Directions
1. List every Excel function that the article on Excel dates below mentions by name.
2. According to the article on Excel dates below, which date counts as day 1 in Excel on a PC?

Document passage
--- --- ---

Getting a Date if You’re a Modeller…

Wondered why it text so long to get a date in the modelling industry? We figure out why, by modelling. By Liam Bastick, director (and Excel MVP) with SumProduct Pty Ltd.


When I download data into Excel, I’m having real problems in turning the dates imported into dates that Excel will recognise.  Do you have any advice?


[Before I am inundated with emails suggesting that COM add-ins Power Query and Power Pivot can help on occasion, this is not a solution for everyone, so I am going to ignore their existence here.]

Sometimes, when data is imported from third party software, reported dates are not identified as such by Excel.  This is for two reasons:

  1. Many dates in third party software are stored as text strings, such as “25 December 2016”, “25/12/16”, “Nigel” and so on.
  2. Dates in Excel are stored as numbers.  On a PC, 1 January 1900 is day 1, 2 January 1900 is day 2 and so on.  These numbers are known as serial numbers.  Excel cannot always detect a relationship between a text string (which typically has a numerical value of zero or cannot be evaluated) and the corresponding serial number.

On some occasions, the date may be converted to a serial number (and then formatted as a date) by simply multiplying by 1 (this is a common trick for numbers in general stored as text).  If this does not work, you can always try the DATEVALUE function which converts dates stored as text to dates stored as values, viz.

DATEVALUE function

Sometimes it is more painful though and you need to resort to Excel’s text functions that manipulate more testing text strings.  I have covered these before (see the Text Messages Thought article for more details), but in summary the most common functions in this category include:

  • LEN(Text) gives the length of Text in terms of number of text characters
  • LEFT(Text,n) returns the first n characters (reading from left to right of the text string referenced)

--- --- ---

Data section
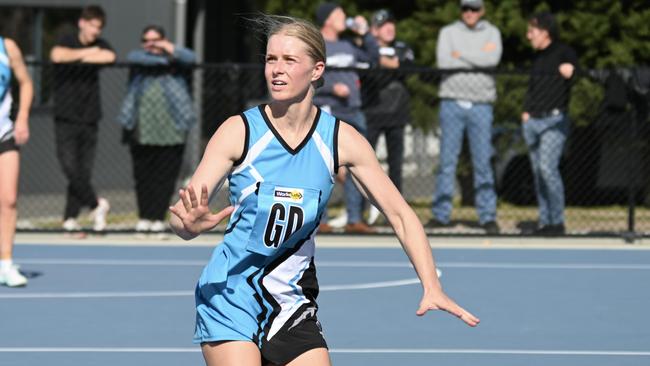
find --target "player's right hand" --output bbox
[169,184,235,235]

--- --- ---

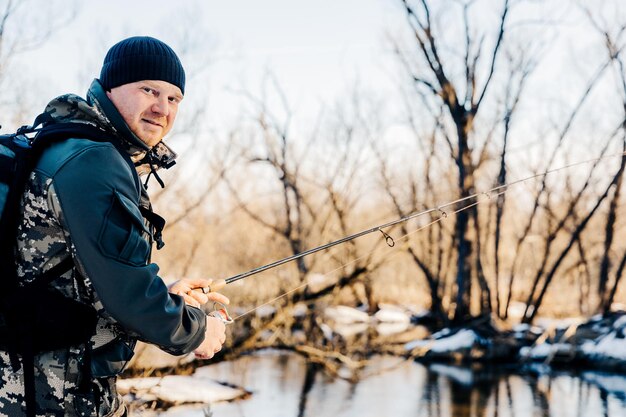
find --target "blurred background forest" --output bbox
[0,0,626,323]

--- --- ---

Solutions for each task
1. DATEVALUE, LEN, LEFT

2. 1 January 1900